Required work
Write the records out again in full, word for word.

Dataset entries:
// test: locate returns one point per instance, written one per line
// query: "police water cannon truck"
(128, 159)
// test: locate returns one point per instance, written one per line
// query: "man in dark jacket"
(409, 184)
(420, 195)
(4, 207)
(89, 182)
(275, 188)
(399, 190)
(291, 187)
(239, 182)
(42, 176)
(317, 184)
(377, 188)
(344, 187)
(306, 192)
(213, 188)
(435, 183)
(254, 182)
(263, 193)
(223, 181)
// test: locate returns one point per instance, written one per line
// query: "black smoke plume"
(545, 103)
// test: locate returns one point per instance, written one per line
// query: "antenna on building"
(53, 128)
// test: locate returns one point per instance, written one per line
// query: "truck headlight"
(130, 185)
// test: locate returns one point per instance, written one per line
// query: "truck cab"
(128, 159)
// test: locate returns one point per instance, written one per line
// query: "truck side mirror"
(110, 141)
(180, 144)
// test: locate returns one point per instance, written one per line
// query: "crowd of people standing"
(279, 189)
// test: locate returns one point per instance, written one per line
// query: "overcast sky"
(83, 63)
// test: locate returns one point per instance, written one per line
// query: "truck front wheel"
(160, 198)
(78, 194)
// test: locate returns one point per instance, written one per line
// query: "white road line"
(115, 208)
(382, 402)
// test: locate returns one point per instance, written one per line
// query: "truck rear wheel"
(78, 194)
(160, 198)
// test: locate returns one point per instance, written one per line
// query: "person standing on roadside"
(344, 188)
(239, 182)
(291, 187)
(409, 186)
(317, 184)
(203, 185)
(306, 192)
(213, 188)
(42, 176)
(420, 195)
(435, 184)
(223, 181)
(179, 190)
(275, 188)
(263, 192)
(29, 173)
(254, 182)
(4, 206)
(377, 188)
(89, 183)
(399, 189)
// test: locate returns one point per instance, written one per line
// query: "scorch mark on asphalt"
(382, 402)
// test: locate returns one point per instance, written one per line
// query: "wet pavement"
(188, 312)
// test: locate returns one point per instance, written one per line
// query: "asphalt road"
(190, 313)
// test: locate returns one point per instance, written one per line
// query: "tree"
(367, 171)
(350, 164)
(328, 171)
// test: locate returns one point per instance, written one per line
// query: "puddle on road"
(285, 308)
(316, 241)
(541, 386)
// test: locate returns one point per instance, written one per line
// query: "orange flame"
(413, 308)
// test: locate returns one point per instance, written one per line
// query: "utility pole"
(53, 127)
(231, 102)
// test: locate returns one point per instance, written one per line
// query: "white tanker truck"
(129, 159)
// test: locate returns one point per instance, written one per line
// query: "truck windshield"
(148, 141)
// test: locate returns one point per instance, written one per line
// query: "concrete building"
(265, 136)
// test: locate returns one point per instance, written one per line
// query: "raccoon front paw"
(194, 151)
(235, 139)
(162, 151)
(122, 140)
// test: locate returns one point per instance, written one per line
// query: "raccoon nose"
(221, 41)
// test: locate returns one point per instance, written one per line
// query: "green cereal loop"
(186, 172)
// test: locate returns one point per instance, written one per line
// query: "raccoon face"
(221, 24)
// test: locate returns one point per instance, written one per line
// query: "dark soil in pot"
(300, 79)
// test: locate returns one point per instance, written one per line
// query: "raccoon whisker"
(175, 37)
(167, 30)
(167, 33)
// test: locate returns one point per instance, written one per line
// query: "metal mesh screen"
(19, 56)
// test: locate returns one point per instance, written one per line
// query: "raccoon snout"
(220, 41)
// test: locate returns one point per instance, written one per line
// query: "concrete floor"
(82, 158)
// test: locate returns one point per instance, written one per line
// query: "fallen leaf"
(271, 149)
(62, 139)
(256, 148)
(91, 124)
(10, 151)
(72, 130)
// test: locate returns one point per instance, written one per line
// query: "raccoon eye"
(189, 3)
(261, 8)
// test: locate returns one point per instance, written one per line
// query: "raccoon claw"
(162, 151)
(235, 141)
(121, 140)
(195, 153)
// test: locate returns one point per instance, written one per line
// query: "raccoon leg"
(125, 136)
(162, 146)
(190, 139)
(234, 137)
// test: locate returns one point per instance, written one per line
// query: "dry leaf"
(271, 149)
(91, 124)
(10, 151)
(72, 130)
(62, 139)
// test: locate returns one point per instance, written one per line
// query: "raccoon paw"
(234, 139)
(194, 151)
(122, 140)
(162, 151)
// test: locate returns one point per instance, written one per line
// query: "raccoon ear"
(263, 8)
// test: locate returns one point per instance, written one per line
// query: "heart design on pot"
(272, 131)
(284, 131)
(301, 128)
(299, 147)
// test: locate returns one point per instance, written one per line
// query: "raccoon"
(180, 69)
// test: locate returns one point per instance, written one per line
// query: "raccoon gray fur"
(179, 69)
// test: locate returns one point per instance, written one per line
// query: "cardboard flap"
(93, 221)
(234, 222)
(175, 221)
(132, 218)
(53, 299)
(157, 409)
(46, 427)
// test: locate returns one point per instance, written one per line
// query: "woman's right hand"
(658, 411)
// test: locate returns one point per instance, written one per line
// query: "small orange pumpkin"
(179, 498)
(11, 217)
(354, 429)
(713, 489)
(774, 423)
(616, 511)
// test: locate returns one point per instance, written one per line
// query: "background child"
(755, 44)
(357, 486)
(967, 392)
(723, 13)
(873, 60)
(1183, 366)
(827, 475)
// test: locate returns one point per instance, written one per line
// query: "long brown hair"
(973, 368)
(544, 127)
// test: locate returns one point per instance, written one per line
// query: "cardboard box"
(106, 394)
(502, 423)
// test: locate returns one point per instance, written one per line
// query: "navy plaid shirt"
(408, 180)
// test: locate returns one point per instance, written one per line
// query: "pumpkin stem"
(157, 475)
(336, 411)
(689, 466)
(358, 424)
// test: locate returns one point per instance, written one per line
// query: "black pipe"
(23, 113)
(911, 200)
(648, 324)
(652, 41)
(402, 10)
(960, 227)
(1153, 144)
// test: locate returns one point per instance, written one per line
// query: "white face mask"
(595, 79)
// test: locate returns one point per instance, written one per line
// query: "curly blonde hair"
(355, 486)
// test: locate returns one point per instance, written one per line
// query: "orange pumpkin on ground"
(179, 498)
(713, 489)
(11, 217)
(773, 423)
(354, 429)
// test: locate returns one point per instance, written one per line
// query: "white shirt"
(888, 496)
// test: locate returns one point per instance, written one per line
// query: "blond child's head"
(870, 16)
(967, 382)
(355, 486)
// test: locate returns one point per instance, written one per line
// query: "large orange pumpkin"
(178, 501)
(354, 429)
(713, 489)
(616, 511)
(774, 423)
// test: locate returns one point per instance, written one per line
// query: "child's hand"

Output of the exercise
// test: locate returns one point per instance, written one per line
// query: "police water cannon truck"
(128, 159)
// test: locate returns one point per instance, written one per line
// query: "man in dark jacket"
(409, 184)
(420, 195)
(4, 207)
(89, 182)
(275, 188)
(399, 190)
(291, 187)
(239, 182)
(42, 176)
(317, 184)
(377, 188)
(344, 187)
(306, 192)
(213, 188)
(435, 183)
(254, 182)
(263, 193)
(223, 181)
// test: locate returns one point per instance, written one per line
// query: "black smoke plume"
(545, 103)
// test: locate returns one point per instance, written one per line
// query: "antenna on building"
(53, 128)
// test: locate returns one point per instance, written one per line
// query: "truck headlight"
(130, 185)
// test: locate returns one point per instance, written one per line
// query: "truck cab"
(128, 159)
// test: locate returns one point per instance, written one per line
// query: "truck side mirror"
(110, 141)
(180, 144)
// test: locate returns one point per instance, written one per line
// query: "crowd of people standing"
(279, 189)
// test: locate returns one point per instance, written one per line
// query: "overcast sky"
(83, 63)
// test: locate returns one point per instance, written one per line
// query: "truck front wheel"
(160, 198)
(78, 194)
// test: locate returns one point per instance, written one per line
// query: "white road line"
(115, 208)
(382, 402)
// test: locate returns one point per instance, written one per line
// query: "truck rear wheel"
(78, 194)
(160, 198)
// test: locate returns one point per instance, written one per line
// query: "person standing on roadside"
(344, 188)
(239, 182)
(291, 187)
(409, 186)
(317, 184)
(203, 185)
(306, 192)
(213, 188)
(42, 176)
(420, 195)
(435, 184)
(223, 181)
(179, 190)
(275, 188)
(263, 192)
(29, 173)
(254, 182)
(4, 206)
(377, 188)
(89, 183)
(399, 189)
// test: locate returns one point per instance, written one per line
// query: "scorch mark on asphalt"
(382, 402)
// test: locate returns one point per instance, written one per line
// query: "wet pavement"
(188, 312)
// test: locate returns one point per instance, written one per line
// query: "asphalt road"
(190, 313)
// test: locate returns one point per instance, written one per line
// query: "tree"
(367, 171)
(350, 164)
(328, 171)
// test: locate returns one point per instance, written one per line
// query: "puddle on road"
(285, 308)
(316, 241)
(541, 386)
// test: locate returns one point per instance, written one per line
// query: "orange flame"
(413, 308)
// test: locate returns one point per instance, written one per line
// query: "utility pole"
(53, 127)
(231, 102)
// test: locate returns one point per instance, written one per line
// query: "white tanker truck"
(129, 159)
// test: locate returns one point per instance, written one per line
// query: "truck windshield"
(148, 141)
// test: locate returns one point per instance, written one per line
// query: "concrete building"
(265, 136)
// test: locate returns one point per instance, written one per line
// query: "raccoon front paw"
(194, 151)
(235, 139)
(162, 151)
(122, 140)
// test: locate returns one point per instance, written one per line
// query: "raccoon nose"
(221, 41)
// test: locate returns one point per instance, written one per line
// query: "green cereal loop"
(186, 172)
// test: locate returns one point per instance, written one per line
// query: "raccoon face"
(221, 24)
// test: locate returns one point per instance, written one per line
// query: "dark soil in pot"
(300, 79)
// test: locate returns one point per instance, written one per line
// query: "raccoon whisker"
(175, 37)
(167, 30)
(167, 33)
// test: locate returns one point per instance, written one per line
// query: "metal mesh screen"
(19, 56)
// test: locate returns one point per instance, written one per line
// query: "raccoon snout"
(220, 41)
// test: locate returns one point per instance, written one per line
// query: "concrete floor"
(82, 158)
// test: locate returns one point per instance, written one per line
// query: "fallen leaf"
(271, 149)
(62, 139)
(256, 148)
(91, 124)
(10, 151)
(72, 130)
// test: locate returns one point per instance, written one per line
// query: "raccoon eye"
(189, 3)
(261, 8)
// test: locate returns one point per instance, written one per line
// query: "raccoon claw"
(162, 151)
(235, 141)
(121, 140)
(195, 153)
// test: locate returns one point per instance, written one per line
// query: "raccoon leg"
(125, 136)
(162, 146)
(190, 139)
(234, 137)
// test: locate returns one point per instance, written one per line
// query: "dry leaf"
(271, 149)
(91, 124)
(10, 151)
(72, 130)
(62, 139)
// test: locate returns one point per instance, written one per line
// query: "raccoon paw"
(234, 139)
(194, 151)
(122, 140)
(162, 151)
// test: locate returns one point per instance, written one per line
// query: "raccoon ear"
(263, 8)
// test: locate returns one point per instance, written one per line
// query: "heart design on pot"
(272, 131)
(284, 131)
(301, 128)
(299, 147)
// test: locate returns one point per instance, written one per line
// query: "raccoon"
(180, 69)
// test: locate returns one point per instance, written one per line
// query: "raccoon gray fur"
(179, 69)
// test: locate returns one point per instance, written one per line
// query: "cardboard flap"
(93, 221)
(234, 222)
(175, 221)
(132, 218)
(53, 299)
(157, 409)
(46, 427)
// test: locate returns one point per instance, written one per line
// query: "woman's right hand"
(658, 411)
// test: locate returns one point per instance, written one per line
// query: "small orange pumpkin"
(179, 498)
(11, 217)
(354, 429)
(713, 489)
(774, 423)
(616, 511)
// test: locate returns one point per instance, written one per line
// query: "background child"
(755, 44)
(357, 486)
(967, 392)
(723, 13)
(873, 60)
(1183, 366)
(827, 475)
// test: locate returns one point per instance, written one per line
// query: "long brown hair"
(973, 368)
(544, 127)
// test: locate returns one point per instance, written one per line
// query: "cardboard box"
(106, 394)
(502, 423)
// test: locate returns one point per instance, written one per line
// query: "navy plaid shirt"
(408, 180)
// test: locate returns one point per instance, written one per line
// query: "pumpkin stem"
(157, 475)
(336, 411)
(689, 466)
(358, 424)
// test: locate returns one point per instance, written one per line
// query: "black pipe"
(23, 113)
(911, 200)
(648, 324)
(652, 41)
(402, 10)
(960, 227)
(1153, 144)
// test: locate returns one point per instance, written one per line
// query: "white face mask"
(595, 79)
// test: locate returns one point per instance, written one per line
// query: "curly blonde hair"
(355, 486)
// test: locate returns one point per instance, written one per line
// query: "orange pumpkin on ground"
(179, 498)
(713, 489)
(11, 217)
(773, 423)
(354, 429)
// test: locate returns one point per instance, written one per line
// query: "white shirt"
(888, 496)
// test: locate returns one point per instance, written one per line
// query: "blond child's head"
(870, 16)
(967, 382)
(355, 486)
// test: locate returns one point per instance, written one per line
// query: "large orange pumpkin"
(178, 501)
(354, 429)
(713, 489)
(616, 511)
(774, 423)
// test: locate returns one point per instance, written one per line
// query: "child's hand"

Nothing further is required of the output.